* Directions for this task *
Retype the lines below character for character, omitting the picture.

* Exercise data *
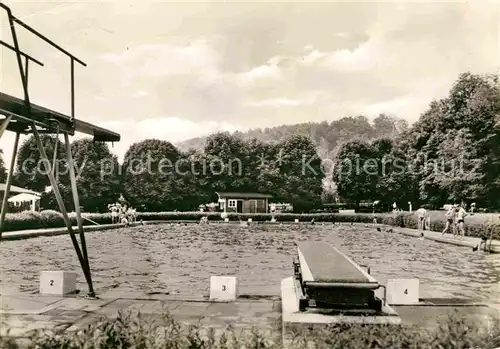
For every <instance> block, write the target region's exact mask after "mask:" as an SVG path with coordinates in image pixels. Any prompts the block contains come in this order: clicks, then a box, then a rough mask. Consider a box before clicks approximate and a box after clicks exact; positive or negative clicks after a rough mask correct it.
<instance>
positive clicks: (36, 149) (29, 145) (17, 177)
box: [14, 134, 67, 192]
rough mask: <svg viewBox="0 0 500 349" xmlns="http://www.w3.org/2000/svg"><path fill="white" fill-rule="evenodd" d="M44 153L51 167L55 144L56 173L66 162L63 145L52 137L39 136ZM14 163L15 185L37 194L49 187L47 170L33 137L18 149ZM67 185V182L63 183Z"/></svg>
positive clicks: (47, 136)
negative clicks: (40, 156) (44, 152)
mask: <svg viewBox="0 0 500 349" xmlns="http://www.w3.org/2000/svg"><path fill="white" fill-rule="evenodd" d="M40 138H41V140H42V145H43V147H44V149H45V153H46V154H47V157H48V159H49V161H50V165H51V167H52V165H53V156H54V150H55V144H56V142H57V156H56V172H59V171H60V170H61V167H63V165H62V164H63V163H64V162H65V161H66V160H65V159H66V149H65V147H64V145H63V143H62V142H61V141H60V140H59V138H56V137H55V136H52V135H46V134H42V135H40ZM18 153H19V154H18V158H17V163H16V173H15V178H14V179H15V184H16V185H19V186H20V187H23V188H28V189H31V190H34V191H37V192H43V191H44V190H45V187H47V186H50V181H49V178H48V176H47V173H48V172H47V169H46V168H45V166H44V164H43V162H42V161H41V158H40V151H39V150H38V147H37V145H36V141H35V137H34V136H33V135H31V136H30V137H29V138H28V139H27V140H25V141H24V142H23V143H22V144H21V146H20V147H19V152H18ZM61 180H62V178H61ZM65 183H66V184H67V180H66V182H65Z"/></svg>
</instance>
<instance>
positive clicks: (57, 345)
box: [0, 312, 499, 349]
mask: <svg viewBox="0 0 500 349" xmlns="http://www.w3.org/2000/svg"><path fill="white" fill-rule="evenodd" d="M490 321H492V322H493V324H494V325H495V324H498V321H496V319H493V318H490ZM273 327H274V328H272V329H269V330H267V331H263V330H258V329H256V328H253V329H251V330H244V331H235V329H234V328H233V327H232V326H231V325H229V326H228V327H227V328H226V329H222V331H220V332H219V333H216V332H215V330H214V329H213V328H206V327H202V326H199V325H198V326H186V325H183V324H182V323H179V322H177V321H176V320H175V319H174V318H173V317H172V316H171V315H169V314H168V313H164V314H160V315H156V316H154V317H151V318H148V317H146V316H139V317H136V316H134V317H132V316H130V313H119V315H118V317H117V318H116V319H109V318H104V317H103V318H102V319H100V321H96V323H94V324H91V325H89V326H88V327H87V328H86V329H83V330H80V331H75V332H64V331H63V330H60V331H57V332H55V333H50V332H44V331H43V330H38V331H36V332H34V333H33V335H31V336H30V338H28V340H27V341H25V342H24V343H25V346H24V347H25V348H27V349H28V348H29V349H35V348H39V349H42V348H43V349H61V348H66V349H90V348H110V349H112V348H122V349H124V348H145V349H146V348H148V349H160V348H162V349H166V348H172V349H173V348H175V349H188V348H189V349H216V348H217V349H243V348H246V349H249V348H256V349H257V348H258V349H281V348H283V347H286V348H289V349H299V348H300V349H303V348H308V347H309V348H311V347H312V348H317V349H319V348H331V349H362V348H373V349H387V348H391V349H409V348H418V349H431V348H432V349H434V348H447V349H464V348H494V347H496V346H497V339H498V337H497V336H498V334H499V333H498V332H496V331H495V332H493V331H491V332H490V331H488V329H485V327H486V326H485V324H484V323H482V322H481V321H473V320H472V318H466V317H465V316H463V315H462V316H459V315H458V313H456V312H455V313H450V314H449V315H448V317H447V318H444V319H442V320H441V322H440V323H439V324H438V327H437V328H423V327H418V326H414V327H413V326H395V325H392V326H391V325H369V326H363V325H361V324H351V325H347V324H346V325H341V326H339V325H337V326H330V327H326V328H309V329H304V330H300V329H298V330H296V331H294V332H293V333H290V335H289V336H287V337H288V338H287V339H288V342H287V343H286V344H285V345H283V342H282V339H281V336H280V332H281V331H280V328H279V327H278V326H273ZM492 328H497V327H492ZM238 332H239V333H238ZM0 347H2V348H5V349H20V346H18V343H17V342H16V341H15V339H14V338H9V337H2V336H1V335H0Z"/></svg>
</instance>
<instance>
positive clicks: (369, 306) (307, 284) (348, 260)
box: [294, 242, 386, 313]
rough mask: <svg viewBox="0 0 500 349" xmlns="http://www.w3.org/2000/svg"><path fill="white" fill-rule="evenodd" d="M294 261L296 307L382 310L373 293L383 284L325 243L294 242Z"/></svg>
mask: <svg viewBox="0 0 500 349" xmlns="http://www.w3.org/2000/svg"><path fill="white" fill-rule="evenodd" d="M297 255H298V263H294V270H295V280H296V291H297V297H298V302H299V309H300V310H305V309H306V308H309V307H316V308H329V309H337V310H343V311H346V310H356V311H364V312H367V313H378V312H381V310H382V308H383V306H384V305H385V303H386V302H385V297H384V300H383V301H382V300H381V299H379V298H378V297H377V296H376V295H375V290H377V289H379V288H381V287H382V288H384V286H382V285H380V284H379V283H378V282H377V280H375V279H374V278H373V277H372V276H371V275H370V274H368V273H367V272H365V271H364V270H363V269H362V268H361V267H360V266H358V265H357V264H356V263H355V262H354V261H353V260H352V259H350V258H349V257H347V256H346V255H345V254H344V253H342V252H341V251H339V250H338V249H337V248H335V247H334V246H332V245H330V244H327V243H323V242H321V243H318V242H301V243H298V244H297Z"/></svg>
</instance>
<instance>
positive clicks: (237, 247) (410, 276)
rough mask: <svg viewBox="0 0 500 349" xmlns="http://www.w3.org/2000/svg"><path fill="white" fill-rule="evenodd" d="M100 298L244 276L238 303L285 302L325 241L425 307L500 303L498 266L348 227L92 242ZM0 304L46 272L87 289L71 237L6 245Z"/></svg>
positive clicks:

* Reply to the exercise *
For every <instance> block, write the target region's exact mask after "mask:" as an SVG path with coordinates in image pixels. Any prompts the block contains come in this order: clicks, then a box, then a rough mask. Consider a box before clicks approximate and a box after clicks exact; positive or negative clicks after a rough mask correct it.
<instance>
positive clicks: (36, 149) (29, 145) (17, 177)
box: [14, 134, 67, 192]
rough mask: <svg viewBox="0 0 500 349" xmlns="http://www.w3.org/2000/svg"><path fill="white" fill-rule="evenodd" d="M44 153L51 167L55 144L56 173L66 162L63 145L52 137L39 136ZM14 163L15 185L37 194L49 187L47 170L33 137L18 149ZM67 185V182L63 183Z"/></svg>
positive clicks: (47, 136)
negative clicks: (40, 156) (44, 152)
mask: <svg viewBox="0 0 500 349" xmlns="http://www.w3.org/2000/svg"><path fill="white" fill-rule="evenodd" d="M40 138H41V140H42V145H43V147H44V149H45V153H46V154H47V157H48V159H49V161H50V165H51V167H52V165H53V156H54V150H55V144H56V142H57V156H56V172H59V171H60V170H61V167H63V165H62V164H63V163H64V162H65V161H66V160H65V159H66V149H65V147H64V145H63V143H62V142H61V141H60V140H59V138H56V137H55V136H52V135H46V134H42V135H40ZM18 153H19V154H18V158H17V163H16V173H15V178H14V179H15V184H16V185H19V186H20V187H23V188H28V189H31V190H34V191H37V192H43V191H44V190H45V187H47V186H50V181H49V178H48V176H47V173H48V172H47V169H46V168H45V166H44V164H43V162H42V161H41V158H40V151H39V150H38V147H37V145H36V141H35V137H34V136H33V135H31V136H30V137H29V138H28V139H27V140H25V141H24V142H23V143H22V144H21V146H20V147H19V152H18ZM61 180H62V178H61ZM65 183H66V184H67V180H66V182H65Z"/></svg>
</instance>
<instance>
positive clicks: (57, 345)
box: [0, 312, 499, 349]
mask: <svg viewBox="0 0 500 349" xmlns="http://www.w3.org/2000/svg"><path fill="white" fill-rule="evenodd" d="M490 321H492V322H493V324H494V325H495V324H498V321H496V319H493V318H490ZM273 327H274V328H272V329H269V330H267V331H263V330H258V329H256V328H253V329H251V330H244V331H235V329H234V328H233V327H232V326H231V325H229V326H228V327H227V328H226V329H222V331H220V332H219V333H216V332H215V330H214V329H213V328H206V327H202V326H199V325H198V326H186V325H183V324H182V323H179V322H177V321H176V320H175V319H174V318H173V317H172V316H171V315H169V314H168V313H164V314H160V315H156V316H154V317H151V318H148V317H146V316H139V317H136V316H134V317H132V316H130V313H119V315H118V317H117V318H116V319H109V318H104V317H103V318H102V319H100V321H96V323H94V324H91V325H89V326H88V327H87V328H86V329H83V330H80V331H75V332H64V331H63V330H60V331H57V332H55V333H50V332H44V331H43V330H38V331H36V332H34V333H33V335H31V336H30V338H28V340H27V341H25V342H24V343H25V346H24V347H25V348H27V349H28V348H29V349H35V348H39V349H42V348H43V349H61V348H66V349H90V348H110V349H112V348H122V349H124V348H145V349H146V348H148V349H160V348H162V349H166V348H172V349H173V348H175V349H188V348H189V349H216V348H217V349H243V348H246V349H249V348H256V349H257V348H258V349H281V348H283V347H286V348H289V349H299V348H300V349H303V348H308V347H309V348H311V347H312V348H317V349H319V348H331V349H362V348H373V349H387V348H391V349H409V348H418V349H431V348H432V349H434V348H447V349H464V348H494V347H496V346H497V339H498V337H497V336H498V334H499V333H498V332H496V331H495V332H493V331H491V332H490V331H488V329H485V327H486V326H485V324H484V323H482V322H481V321H473V320H472V318H466V317H465V316H463V315H462V316H459V315H458V313H456V312H455V313H450V314H449V315H448V317H447V318H444V319H442V320H441V322H440V323H439V324H438V327H437V328H423V327H418V326H414V327H413V326H395V325H392V326H391V325H369V326H363V325H361V324H351V325H347V324H346V325H341V326H339V325H337V326H330V327H326V328H309V329H304V330H300V329H298V330H296V331H294V332H293V333H290V335H289V336H287V337H288V338H287V339H288V342H287V343H286V344H285V345H283V342H282V339H281V336H280V332H281V331H280V328H279V327H278V326H273ZM492 328H497V327H492ZM238 332H239V333H238ZM0 347H2V348H5V349H20V346H18V343H17V342H16V341H15V339H14V338H9V337H2V336H1V335H0Z"/></svg>
</instance>
<instance>
positive clicks: (369, 306) (307, 284) (348, 260)
box: [294, 242, 386, 313]
rough mask: <svg viewBox="0 0 500 349" xmlns="http://www.w3.org/2000/svg"><path fill="white" fill-rule="evenodd" d="M294 261L296 307L382 310L373 293L383 284L325 243L294 242Z"/></svg>
mask: <svg viewBox="0 0 500 349" xmlns="http://www.w3.org/2000/svg"><path fill="white" fill-rule="evenodd" d="M297 255H298V263H294V270H295V280H296V291H297V297H298V302H299V309H300V310H305V309H306V308H309V307H316V308H329V309H337V310H343V311H346V310H356V311H364V312H367V313H378V312H381V310H382V308H383V306H384V305H385V303H386V302H385V297H384V300H383V301H382V300H381V299H379V298H378V297H377V296H376V295H375V290H377V289H379V288H381V287H382V288H384V286H382V285H380V284H379V283H378V282H377V280H375V279H374V278H373V277H372V276H371V275H370V274H368V273H367V272H365V271H364V270H363V269H362V268H361V267H360V266H358V265H357V264H356V263H355V262H354V261H353V260H352V259H350V258H349V257H347V256H346V255H345V254H344V253H342V252H341V251H339V250H338V249H337V248H335V247H334V246H332V245H330V244H327V243H323V242H321V243H318V242H301V243H298V244H297Z"/></svg>
</instance>
<instance>
positive clicks: (237, 247) (410, 276)
rough mask: <svg viewBox="0 0 500 349" xmlns="http://www.w3.org/2000/svg"><path fill="white" fill-rule="evenodd" d="M100 298L244 276L238 303L285 302L325 241L425 307L500 303L498 266L348 227L92 242ZM0 304L46 272L87 289L71 237L6 245Z"/></svg>
positive clicks:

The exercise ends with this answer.